:: PROBLEM STATEMENT ::
Which lines below fall between the one containing "Task: Indicate the long" and the one containing "Task: Indicate the swan tail"? Repeat them exactly, counting both of those lines, and add nothing else.

EXCERPTED RECORDS START

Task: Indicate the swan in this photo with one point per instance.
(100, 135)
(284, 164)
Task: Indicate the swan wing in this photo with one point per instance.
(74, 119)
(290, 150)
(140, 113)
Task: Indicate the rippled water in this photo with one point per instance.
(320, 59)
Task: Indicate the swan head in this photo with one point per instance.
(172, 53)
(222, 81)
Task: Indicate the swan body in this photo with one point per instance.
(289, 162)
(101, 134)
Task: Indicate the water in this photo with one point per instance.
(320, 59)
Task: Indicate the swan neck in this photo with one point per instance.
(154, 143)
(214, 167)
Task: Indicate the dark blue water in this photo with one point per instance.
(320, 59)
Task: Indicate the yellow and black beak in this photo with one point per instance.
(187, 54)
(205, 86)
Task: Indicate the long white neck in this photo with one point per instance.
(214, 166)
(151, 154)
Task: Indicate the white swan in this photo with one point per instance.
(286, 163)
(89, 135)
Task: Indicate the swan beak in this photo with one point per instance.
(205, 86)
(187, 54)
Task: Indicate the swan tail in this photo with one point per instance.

EXCERPTED RECORDS END
EXCERPTED RECORDS START

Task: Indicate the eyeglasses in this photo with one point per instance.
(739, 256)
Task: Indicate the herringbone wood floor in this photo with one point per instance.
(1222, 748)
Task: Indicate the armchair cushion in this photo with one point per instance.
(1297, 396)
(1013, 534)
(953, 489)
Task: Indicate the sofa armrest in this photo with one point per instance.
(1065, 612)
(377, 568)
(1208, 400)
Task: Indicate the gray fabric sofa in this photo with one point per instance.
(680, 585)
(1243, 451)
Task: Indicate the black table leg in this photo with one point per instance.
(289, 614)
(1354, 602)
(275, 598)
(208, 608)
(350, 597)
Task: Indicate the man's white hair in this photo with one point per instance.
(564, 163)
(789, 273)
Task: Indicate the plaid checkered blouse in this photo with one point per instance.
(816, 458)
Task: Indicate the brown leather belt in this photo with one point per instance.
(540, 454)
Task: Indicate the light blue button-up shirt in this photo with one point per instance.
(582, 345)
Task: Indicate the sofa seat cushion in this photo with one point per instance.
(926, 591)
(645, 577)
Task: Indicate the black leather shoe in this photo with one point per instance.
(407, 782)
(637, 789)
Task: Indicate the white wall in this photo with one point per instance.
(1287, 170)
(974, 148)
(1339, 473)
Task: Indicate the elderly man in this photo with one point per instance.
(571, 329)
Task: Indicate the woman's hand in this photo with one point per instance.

EXCERPTED RECORDS END
EXCERPTED RECORDS START

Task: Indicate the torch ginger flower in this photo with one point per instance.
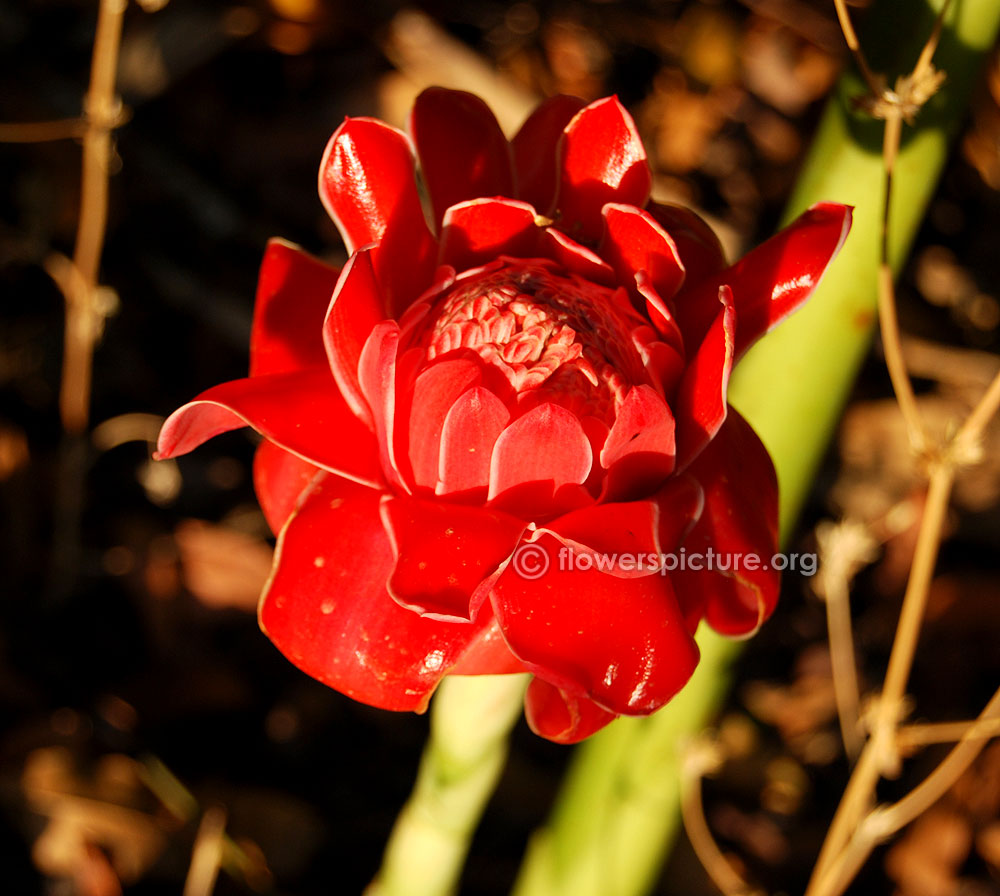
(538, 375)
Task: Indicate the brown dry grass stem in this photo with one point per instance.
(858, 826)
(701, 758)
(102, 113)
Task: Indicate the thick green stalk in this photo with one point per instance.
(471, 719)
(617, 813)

EXCERPTED RECORDS END

:: OUTPUT FOR THIS EXERCISE ::
Task: Indicate the long white neck in this photo with one point per instance.
(214, 166)
(151, 154)
Task: Indicate the white swan in this photo with one point per instance.
(286, 163)
(89, 135)
Task: Indicate the swan beak in this photo with one point per instance.
(205, 86)
(187, 54)
Task: Indicate the swan tail in this photo with one point per instance.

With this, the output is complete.